>> begin Data provided

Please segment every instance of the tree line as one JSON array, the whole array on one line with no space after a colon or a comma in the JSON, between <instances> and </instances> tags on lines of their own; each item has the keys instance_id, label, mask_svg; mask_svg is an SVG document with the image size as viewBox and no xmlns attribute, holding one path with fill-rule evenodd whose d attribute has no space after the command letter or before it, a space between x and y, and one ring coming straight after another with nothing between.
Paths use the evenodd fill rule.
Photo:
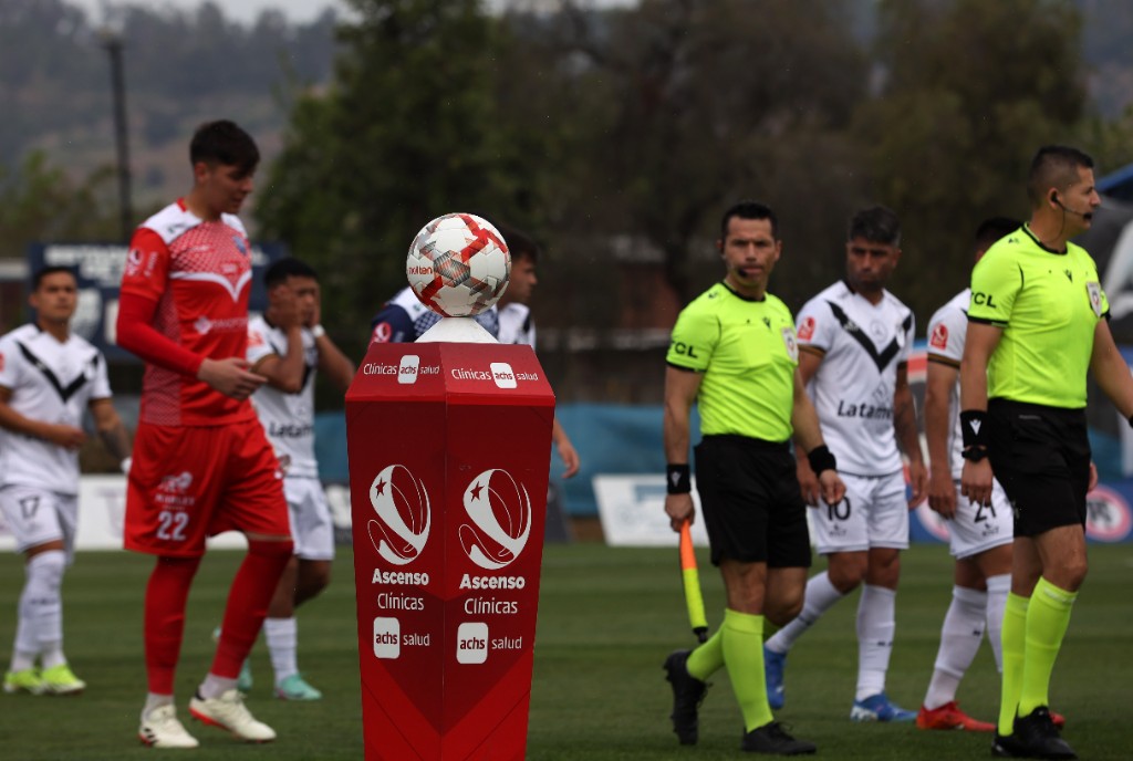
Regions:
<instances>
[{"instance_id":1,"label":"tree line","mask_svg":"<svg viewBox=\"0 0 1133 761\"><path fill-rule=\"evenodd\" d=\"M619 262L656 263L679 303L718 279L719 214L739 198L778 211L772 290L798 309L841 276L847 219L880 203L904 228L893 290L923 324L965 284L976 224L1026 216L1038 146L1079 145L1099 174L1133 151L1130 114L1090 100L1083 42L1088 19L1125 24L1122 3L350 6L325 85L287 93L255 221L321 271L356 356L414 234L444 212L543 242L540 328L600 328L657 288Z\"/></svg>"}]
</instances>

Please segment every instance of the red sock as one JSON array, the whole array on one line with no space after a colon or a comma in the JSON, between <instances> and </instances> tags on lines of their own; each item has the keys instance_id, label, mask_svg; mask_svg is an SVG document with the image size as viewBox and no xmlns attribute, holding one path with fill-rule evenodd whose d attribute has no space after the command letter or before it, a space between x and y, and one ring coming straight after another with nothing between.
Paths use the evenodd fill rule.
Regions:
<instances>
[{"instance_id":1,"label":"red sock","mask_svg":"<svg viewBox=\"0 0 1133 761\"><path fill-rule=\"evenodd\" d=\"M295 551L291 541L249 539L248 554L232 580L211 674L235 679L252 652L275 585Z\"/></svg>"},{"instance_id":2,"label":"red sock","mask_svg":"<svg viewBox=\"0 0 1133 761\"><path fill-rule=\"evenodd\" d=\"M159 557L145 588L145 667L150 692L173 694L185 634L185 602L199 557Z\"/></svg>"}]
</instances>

>> end Data provided

◆ **Work to be completed**: Please reproduce all of the items above line for line, leaving out the pictures.

◆ **Task solution**:
Please segment every instance of the tree line as one JSON array, the whole array on one line with no space after a colon or a comma in the JSON, between <instances> and </instances> tags on lines of their own; each item has the keys instance_id, label, mask_svg; mask_svg is an SVG document with the image size as viewBox and no xmlns attribute, holding one path with fill-rule evenodd whose d attribute has no space after the command letter or before it, a space between x and y, and one ring coming straight after another with nothing between.
Paths use the evenodd fill rule.
Photo:
Regions:
<instances>
[{"instance_id":1,"label":"tree line","mask_svg":"<svg viewBox=\"0 0 1133 761\"><path fill-rule=\"evenodd\" d=\"M619 262L656 263L679 303L718 279L719 214L739 198L778 211L772 290L798 309L841 276L847 219L880 203L904 228L893 290L923 324L965 284L976 224L1026 216L1038 146L1079 145L1099 174L1133 151L1130 114L1090 100L1083 42L1088 19L1125 24L1122 3L350 6L325 85L287 93L255 221L321 271L356 356L414 234L444 212L543 242L540 328L600 328L657 288Z\"/></svg>"}]
</instances>

Please segment every instance of the red sock as one JSON array, the whole array on one line with no space after a colon or a comma in the JSON, between <instances> and </instances> tags on lines of their own; each item has the keys instance_id, label, mask_svg; mask_svg is an SVG document with the image size as viewBox and no xmlns attribute, holding one path with fill-rule evenodd whose d attribute has no space after the command letter or before it, a space between x and y, and one ring coming straight after another with nothing between.
Paths use the evenodd fill rule.
Regions:
<instances>
[{"instance_id":1,"label":"red sock","mask_svg":"<svg viewBox=\"0 0 1133 761\"><path fill-rule=\"evenodd\" d=\"M295 551L291 541L249 539L248 554L232 580L211 674L235 679L252 652L275 585Z\"/></svg>"},{"instance_id":2,"label":"red sock","mask_svg":"<svg viewBox=\"0 0 1133 761\"><path fill-rule=\"evenodd\" d=\"M159 557L145 588L145 667L150 692L173 694L185 634L185 602L199 557Z\"/></svg>"}]
</instances>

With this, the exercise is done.